_What you will do:_
Retype all material exactly. Pictures stay out of the copy.

_Data in this exercise:_
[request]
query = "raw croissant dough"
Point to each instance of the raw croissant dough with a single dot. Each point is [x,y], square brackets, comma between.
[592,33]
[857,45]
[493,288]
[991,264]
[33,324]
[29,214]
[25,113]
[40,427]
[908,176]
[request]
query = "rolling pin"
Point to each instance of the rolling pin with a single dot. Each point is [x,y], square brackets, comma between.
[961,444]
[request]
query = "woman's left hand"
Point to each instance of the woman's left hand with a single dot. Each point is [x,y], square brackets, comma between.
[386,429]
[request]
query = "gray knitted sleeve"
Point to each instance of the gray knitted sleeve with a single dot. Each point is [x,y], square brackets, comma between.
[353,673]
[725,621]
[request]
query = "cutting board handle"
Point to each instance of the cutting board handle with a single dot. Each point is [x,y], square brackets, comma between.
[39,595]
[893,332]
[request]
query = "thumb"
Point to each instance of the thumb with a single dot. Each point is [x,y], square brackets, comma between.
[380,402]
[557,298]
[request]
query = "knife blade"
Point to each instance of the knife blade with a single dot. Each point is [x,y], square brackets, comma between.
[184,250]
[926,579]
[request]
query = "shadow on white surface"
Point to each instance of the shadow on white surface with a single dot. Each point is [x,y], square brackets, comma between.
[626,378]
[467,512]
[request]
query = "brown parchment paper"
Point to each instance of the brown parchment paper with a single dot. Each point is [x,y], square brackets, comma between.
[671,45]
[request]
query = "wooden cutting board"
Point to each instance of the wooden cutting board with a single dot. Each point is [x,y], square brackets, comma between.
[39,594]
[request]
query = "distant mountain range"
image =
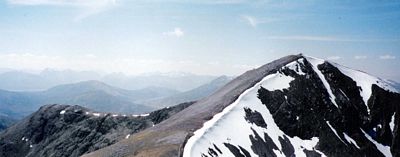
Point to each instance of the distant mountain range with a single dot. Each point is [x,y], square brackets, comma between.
[102,97]
[13,80]
[191,95]
[91,94]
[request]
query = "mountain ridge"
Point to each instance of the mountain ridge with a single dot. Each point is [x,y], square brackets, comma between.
[334,95]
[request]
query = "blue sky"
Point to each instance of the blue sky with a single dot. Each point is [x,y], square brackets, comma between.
[204,37]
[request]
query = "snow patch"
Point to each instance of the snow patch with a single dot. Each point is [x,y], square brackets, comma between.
[384,149]
[334,131]
[295,66]
[350,140]
[391,124]
[277,81]
[365,81]
[144,115]
[218,130]
[315,62]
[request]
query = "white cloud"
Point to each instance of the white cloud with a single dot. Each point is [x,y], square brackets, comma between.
[387,57]
[251,20]
[334,58]
[360,57]
[177,32]
[87,7]
[326,38]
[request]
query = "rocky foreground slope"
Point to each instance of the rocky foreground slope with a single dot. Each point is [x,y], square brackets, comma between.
[70,131]
[294,106]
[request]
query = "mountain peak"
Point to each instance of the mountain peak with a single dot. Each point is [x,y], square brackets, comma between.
[272,107]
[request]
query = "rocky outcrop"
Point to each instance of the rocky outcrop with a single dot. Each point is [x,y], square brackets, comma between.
[63,130]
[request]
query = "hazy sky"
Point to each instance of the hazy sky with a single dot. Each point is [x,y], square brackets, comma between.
[205,37]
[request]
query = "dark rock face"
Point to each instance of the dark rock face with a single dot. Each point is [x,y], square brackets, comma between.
[304,110]
[5,122]
[62,130]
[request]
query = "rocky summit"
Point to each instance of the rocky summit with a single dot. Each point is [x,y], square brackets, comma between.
[70,131]
[293,106]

_Answer for the task:_
[request]
query = "raw croissant dough"
Point to each instance of the raw croissant dough with a single dot. Each point is [x,y], square brackets, comma between.
[592,33]
[857,45]
[493,288]
[991,264]
[33,324]
[29,214]
[25,113]
[40,427]
[908,176]
[request]
query = "rolling pin"
Point to each instance of the rolling pin with a single dot. Each point is [x,y], square brackets, comma between.
[961,444]
[request]
query = "woman's left hand"
Point to each instance of the woman's left hand with a single dot. Each point is [x,y], square brackets, comma between.
[386,429]
[request]
query = "gray knitted sleeve"
Point to each instance of the gray knitted sleeve with a single dot. Each point is [x,y], square brackets, comma between.
[353,673]
[725,621]
[request]
query = "cutting board handle"
Point to each instance of the cutting board handle with a single dot. Each point is [x,y], square brackets, comma between.
[39,595]
[893,332]
[request]
query = "thumb"
Point to each instance of the thumb with a single dot. Each point is [x,y], square brackets, comma between.
[380,402]
[557,298]
[request]
query = "knife blade"
Point to each instance of the knife blade with a single dot. Each point is [x,y], square brackets, comma between.
[184,250]
[926,579]
[request]
query = "shadow on white surface"
Point to each instance of the shadow on white surface with a single dot. Each point is [x,y], square brackets, comma between.
[626,378]
[467,512]
[request]
query = "brown parchment paper"
Point to each instance of the brown parchment paper with a single dot. Each point is [x,y], square brackets, comma between.
[671,45]
[request]
query = "wooden cutting board"
Point to each instance of the wooden cutting board with a single dot. Each point is [x,y], square brackets, comma between.
[39,594]
[request]
query = "distant mountain range"
image =
Point to each instance of the distant mountain range with a single dot. Each point is [x,y], square brackets, comma between.
[102,97]
[13,80]
[191,95]
[91,94]
[request]
query = "mountain ridge"
Point to each instance of the mountain ridge with a single dot. Each point is [x,y], square brackets, comma between.
[334,95]
[request]
query = "blue sky"
Point to each instance of the blue sky with a single dot. Each point is [x,y], square brackets, comma between.
[204,37]
[request]
query = "snow patch"
Point to each instance of the snow patch with a single dot. Each point is [x,y], square brackets, comma between.
[384,149]
[334,131]
[295,66]
[350,140]
[391,124]
[277,81]
[365,81]
[144,115]
[218,130]
[315,62]
[request]
query = "white cloud"
Point to each instance of the white cloud with a single dot. Each point is [x,y], square brackets, comma between.
[387,57]
[251,20]
[334,58]
[360,57]
[177,32]
[87,7]
[326,38]
[request]
query = "rocky foreground slope"
Point to each instance of the rocky foreground slope with a single dot. Each point is [x,y], square brackets, comma between.
[70,131]
[294,106]
[request]
query = "mountain peak"
Point to each instance of the mountain peak with a single dot. Each point is [x,y], square brackets, comma between.
[272,107]
[request]
query = "rocky outcrop"
Point to each instance of the rocky outcrop with a single dot. Each point is [x,y], square brackets, comma between.
[63,130]
[request]
query = "hazy sky"
Point to each instance of the hazy sky with a single dot. Each point is [x,y], square brackets, comma between.
[205,37]
[request]
query = "dark rock face"
Point to each instance of the dark rock face with a single dot. Each point is [x,y], square brackets, comma between.
[304,110]
[5,122]
[62,130]
[request]
query = "rocky summit"
Point to each instance of the rocky summit with a single dot. Each point is [x,y], square brackets, comma between.
[70,131]
[293,106]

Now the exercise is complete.